Passage shown:

****

It is the trendy alternative to meat favoured by the health-conscious.
Now Quorn is set to become a billion-dollar brand, powered by the rise in the number of vegetarians and vegans.
Sales of the firm’s products, which replicate the shape and texture of everything from burgers and sausages to fish fingers, rose by an unprecedented 16 per cent last year as consumers turned away from meat, the firm announced.
The food, which was developed from a fungus originally found in a soil sample collected in North Yorkshire, is a good source of protein.
Food tech companies in the US are spending billions developing meat alternatives, however Quorn, a British creation, has been in supermarkets since 1985. Its products have appealed to so-called ‘flexitarians’ who cut down on eating meat as a health and lifestyle choice.
Britons, particularly young adults, have been moving away from red meat for animal welfare and environmental reasons. Many are unhappy about intensive farming, animal living conditions and slaughter. Livestock farming also produces large amounts of the greenhouse gases linked with climate change.
A Quorn spokesman said: ‘We are eating far too much meat and with the population set to increase to 11 billion by 2050, we need to reduce our meat consumption and eat more protein sources that have a low impact on the planet, now.’
The company is a global success story with sales up by 16 per cent to £205 million – the strongest annual rise since Quorn launched. Growth in Europe is running at 27 per cent, while it is 35 per cent in the US.
Bosses at the company, which exports to 20 countries, say it is on course to become a billion-dollar business by 2027.
Chief executive Kevin Brennan said: ‘Around the world we are seeing a significant increase in meat-reduction diets, including both flexitarianism and veganism. Choosing to eat Quorn products is a mindful choice to care for your and your family’s health, and also for the health of the planet.
‘What is exciting for us is that Silicon Valley firms keep talking about what they are going to do, while we, a great British innovation, are already delivering it having now served over four billion meals since launching.’
The rise of Quorn has not been without controversy. The US-based Center for Science in the Public Interest claims it has received about 2,500 reports of allergic reactions to Quorn.
As a result, packs in the US carry an allergy note.
But Mr Brennan said: ‘We give our data to allergy experts and they have described Quorn as benign as a potato.’

****

Activity 1: For each statement, say yes or no to whether the Quorn article supports it, and quote the words that decide it. (a) Quorn has been on supermarket shelves since 1985. (b) The company exports to 30 countries. (c) Quorn's growth in the US is running at 27 per cent.
Activity 2: Please retype the Quorn article from "Britons, particularly young" to "cent in the US.".
Rely on the Quorn article alone.

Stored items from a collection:
****

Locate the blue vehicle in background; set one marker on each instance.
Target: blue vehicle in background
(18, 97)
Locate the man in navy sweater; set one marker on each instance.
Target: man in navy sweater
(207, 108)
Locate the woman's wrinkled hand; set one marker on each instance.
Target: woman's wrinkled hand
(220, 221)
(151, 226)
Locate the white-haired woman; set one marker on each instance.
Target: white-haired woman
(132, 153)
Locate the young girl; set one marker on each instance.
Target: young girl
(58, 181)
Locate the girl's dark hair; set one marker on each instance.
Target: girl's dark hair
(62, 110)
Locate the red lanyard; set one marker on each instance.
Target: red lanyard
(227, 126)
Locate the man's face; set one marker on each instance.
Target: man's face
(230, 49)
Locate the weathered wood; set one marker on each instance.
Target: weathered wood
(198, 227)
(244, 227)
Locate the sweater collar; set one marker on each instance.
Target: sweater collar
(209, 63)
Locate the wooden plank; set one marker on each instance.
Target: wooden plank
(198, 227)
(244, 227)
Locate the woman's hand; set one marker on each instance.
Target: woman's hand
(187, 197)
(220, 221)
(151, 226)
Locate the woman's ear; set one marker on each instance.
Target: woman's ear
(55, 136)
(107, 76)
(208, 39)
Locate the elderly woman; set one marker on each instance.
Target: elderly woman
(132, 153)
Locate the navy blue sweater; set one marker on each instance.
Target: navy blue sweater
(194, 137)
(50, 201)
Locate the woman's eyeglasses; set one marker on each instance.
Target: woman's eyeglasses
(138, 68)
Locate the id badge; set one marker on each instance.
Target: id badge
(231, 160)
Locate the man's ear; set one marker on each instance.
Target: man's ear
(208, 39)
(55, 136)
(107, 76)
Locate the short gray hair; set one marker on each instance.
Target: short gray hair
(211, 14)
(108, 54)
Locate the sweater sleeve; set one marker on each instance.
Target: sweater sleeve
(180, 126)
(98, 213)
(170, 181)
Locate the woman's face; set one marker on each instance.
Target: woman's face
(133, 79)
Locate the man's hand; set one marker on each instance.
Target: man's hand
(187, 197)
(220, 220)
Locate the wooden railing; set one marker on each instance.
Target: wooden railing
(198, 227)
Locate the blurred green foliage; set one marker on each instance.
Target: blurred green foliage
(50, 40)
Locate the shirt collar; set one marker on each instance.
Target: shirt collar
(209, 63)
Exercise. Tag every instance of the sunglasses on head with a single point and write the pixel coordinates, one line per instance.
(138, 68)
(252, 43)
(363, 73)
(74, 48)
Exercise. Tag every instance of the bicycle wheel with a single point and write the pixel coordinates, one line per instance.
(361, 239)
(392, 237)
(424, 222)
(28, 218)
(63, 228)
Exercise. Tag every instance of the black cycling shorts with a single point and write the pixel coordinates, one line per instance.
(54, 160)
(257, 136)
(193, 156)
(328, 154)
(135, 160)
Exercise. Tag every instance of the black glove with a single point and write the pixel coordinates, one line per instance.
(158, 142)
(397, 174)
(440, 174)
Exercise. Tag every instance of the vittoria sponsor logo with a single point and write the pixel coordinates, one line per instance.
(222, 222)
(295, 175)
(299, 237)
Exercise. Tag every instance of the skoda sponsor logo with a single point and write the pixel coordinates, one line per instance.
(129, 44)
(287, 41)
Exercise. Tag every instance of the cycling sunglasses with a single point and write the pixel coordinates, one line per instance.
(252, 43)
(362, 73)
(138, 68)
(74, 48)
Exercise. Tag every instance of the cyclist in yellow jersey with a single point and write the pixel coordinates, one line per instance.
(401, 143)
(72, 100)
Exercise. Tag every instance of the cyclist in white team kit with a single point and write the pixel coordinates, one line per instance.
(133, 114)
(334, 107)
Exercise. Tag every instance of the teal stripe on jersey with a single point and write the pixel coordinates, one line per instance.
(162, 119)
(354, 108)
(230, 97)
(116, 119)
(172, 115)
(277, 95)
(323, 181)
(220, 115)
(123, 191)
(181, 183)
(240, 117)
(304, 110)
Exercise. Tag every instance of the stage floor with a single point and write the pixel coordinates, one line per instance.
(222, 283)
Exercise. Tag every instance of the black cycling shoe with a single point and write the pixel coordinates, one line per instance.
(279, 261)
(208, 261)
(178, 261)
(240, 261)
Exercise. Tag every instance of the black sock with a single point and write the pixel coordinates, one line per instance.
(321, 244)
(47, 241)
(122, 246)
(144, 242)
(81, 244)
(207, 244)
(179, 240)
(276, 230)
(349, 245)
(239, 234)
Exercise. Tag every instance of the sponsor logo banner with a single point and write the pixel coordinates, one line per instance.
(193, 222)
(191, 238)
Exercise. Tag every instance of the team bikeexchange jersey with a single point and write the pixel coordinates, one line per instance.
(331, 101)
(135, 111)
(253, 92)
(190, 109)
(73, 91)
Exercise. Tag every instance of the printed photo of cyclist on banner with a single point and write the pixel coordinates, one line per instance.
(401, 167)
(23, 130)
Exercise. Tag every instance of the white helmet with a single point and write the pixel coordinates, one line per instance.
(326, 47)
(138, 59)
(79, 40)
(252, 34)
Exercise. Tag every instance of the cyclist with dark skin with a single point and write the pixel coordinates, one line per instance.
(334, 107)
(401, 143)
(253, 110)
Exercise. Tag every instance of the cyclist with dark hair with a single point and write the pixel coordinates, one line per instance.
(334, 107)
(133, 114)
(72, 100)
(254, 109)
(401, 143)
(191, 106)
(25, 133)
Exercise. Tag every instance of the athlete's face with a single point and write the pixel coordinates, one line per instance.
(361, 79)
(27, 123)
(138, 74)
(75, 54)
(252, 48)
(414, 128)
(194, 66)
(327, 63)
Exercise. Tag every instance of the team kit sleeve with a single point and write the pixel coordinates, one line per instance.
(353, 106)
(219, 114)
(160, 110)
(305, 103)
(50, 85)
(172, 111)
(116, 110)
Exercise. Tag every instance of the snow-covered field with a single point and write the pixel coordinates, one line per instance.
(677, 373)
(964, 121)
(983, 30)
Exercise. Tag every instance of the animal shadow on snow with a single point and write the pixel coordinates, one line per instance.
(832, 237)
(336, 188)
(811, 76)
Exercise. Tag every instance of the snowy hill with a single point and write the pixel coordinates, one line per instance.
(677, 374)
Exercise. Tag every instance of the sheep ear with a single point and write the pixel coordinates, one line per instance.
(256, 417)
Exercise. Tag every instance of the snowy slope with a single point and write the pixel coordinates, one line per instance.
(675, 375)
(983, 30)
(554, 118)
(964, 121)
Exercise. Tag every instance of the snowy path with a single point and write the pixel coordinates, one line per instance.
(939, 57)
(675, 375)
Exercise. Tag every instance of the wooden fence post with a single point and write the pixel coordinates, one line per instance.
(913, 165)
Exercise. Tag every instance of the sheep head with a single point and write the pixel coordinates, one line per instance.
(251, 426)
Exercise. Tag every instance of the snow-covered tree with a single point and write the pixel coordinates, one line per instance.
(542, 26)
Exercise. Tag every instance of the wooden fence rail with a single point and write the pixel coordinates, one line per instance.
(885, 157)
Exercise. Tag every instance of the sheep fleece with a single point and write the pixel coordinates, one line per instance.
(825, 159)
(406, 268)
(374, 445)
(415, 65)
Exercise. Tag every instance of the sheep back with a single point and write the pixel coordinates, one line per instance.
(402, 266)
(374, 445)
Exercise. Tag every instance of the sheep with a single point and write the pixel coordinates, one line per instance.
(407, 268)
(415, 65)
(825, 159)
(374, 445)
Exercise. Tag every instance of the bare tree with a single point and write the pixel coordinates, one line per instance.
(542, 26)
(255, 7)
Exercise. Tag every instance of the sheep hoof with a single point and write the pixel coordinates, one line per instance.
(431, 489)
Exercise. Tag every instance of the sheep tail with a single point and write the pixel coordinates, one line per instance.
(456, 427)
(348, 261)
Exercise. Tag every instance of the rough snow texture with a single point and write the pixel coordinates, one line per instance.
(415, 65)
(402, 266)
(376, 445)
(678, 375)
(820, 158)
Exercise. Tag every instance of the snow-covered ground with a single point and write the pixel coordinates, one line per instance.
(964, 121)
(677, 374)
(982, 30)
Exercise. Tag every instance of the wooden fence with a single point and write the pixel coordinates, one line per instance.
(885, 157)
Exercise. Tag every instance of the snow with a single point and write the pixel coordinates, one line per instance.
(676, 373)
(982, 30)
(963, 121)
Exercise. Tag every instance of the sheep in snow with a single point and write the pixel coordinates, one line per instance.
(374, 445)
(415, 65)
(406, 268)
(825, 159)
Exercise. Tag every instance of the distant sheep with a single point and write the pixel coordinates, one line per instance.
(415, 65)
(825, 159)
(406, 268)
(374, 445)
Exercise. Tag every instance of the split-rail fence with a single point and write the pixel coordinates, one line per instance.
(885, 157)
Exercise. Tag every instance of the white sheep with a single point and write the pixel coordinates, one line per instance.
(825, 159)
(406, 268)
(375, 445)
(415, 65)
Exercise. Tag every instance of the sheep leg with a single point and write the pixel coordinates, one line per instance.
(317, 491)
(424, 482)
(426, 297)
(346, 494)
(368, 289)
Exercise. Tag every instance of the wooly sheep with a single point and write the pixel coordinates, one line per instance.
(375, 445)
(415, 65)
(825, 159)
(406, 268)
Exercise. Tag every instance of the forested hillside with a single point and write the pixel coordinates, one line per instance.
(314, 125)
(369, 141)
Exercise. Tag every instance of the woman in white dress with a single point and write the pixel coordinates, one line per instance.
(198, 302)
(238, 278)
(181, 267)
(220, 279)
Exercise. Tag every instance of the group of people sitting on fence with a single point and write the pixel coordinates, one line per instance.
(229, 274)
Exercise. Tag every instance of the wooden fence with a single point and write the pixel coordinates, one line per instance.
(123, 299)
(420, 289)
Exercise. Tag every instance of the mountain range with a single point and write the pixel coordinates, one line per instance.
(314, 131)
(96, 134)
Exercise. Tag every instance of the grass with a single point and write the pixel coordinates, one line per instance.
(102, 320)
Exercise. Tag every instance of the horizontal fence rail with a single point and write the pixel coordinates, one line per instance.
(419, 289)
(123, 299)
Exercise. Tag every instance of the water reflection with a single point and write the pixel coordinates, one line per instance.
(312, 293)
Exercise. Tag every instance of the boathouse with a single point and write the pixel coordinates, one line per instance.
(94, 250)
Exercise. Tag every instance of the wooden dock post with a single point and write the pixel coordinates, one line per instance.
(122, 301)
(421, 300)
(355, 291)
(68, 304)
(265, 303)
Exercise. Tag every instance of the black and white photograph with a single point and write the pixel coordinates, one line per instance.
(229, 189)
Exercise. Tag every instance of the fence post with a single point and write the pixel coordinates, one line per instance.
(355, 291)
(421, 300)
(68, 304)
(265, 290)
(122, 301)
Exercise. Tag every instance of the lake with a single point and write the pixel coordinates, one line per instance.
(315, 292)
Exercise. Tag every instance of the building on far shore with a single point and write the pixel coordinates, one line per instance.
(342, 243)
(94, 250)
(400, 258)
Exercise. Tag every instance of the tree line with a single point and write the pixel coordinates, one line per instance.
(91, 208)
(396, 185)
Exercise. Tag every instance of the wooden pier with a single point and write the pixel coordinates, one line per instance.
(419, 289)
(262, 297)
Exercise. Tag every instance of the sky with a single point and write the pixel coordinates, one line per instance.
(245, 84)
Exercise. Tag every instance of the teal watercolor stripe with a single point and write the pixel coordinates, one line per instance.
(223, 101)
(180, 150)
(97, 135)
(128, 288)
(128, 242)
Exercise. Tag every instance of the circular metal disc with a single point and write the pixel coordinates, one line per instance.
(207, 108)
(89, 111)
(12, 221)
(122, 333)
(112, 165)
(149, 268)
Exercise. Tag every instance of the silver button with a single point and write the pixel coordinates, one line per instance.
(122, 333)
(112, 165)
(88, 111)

****

Exercise response 1:
(a) Yes: "has been in supermarkets since 1985"
(b) No: "exports to 20 countries"
(c) No: "Growth in Europe is running at 27 per cent, while it is 35 per cent in the US."

Exercise response 2:
Britons, particularly young adults, have been moving away from red meat for animal welfare and environmental reasons. Many are unhappy about intensive farming, animal living conditions and slaughter. Livestock farming also produces large amounts of the greenhouse gases linked with climate change.
A Quorn spokesman said: ‘We are eating far too much meat and with the population set to increase to 11 billion by 2050, we need to reduce our meat consumption and eat more protein sources that have a low impact on the planet, now.’
The company is a global success story with sales up by 16 per cent to £205 million – the strongest annual rise since Quorn launched. Growth in Europe is running at 27 per cent, while it is 35 per cent in the US.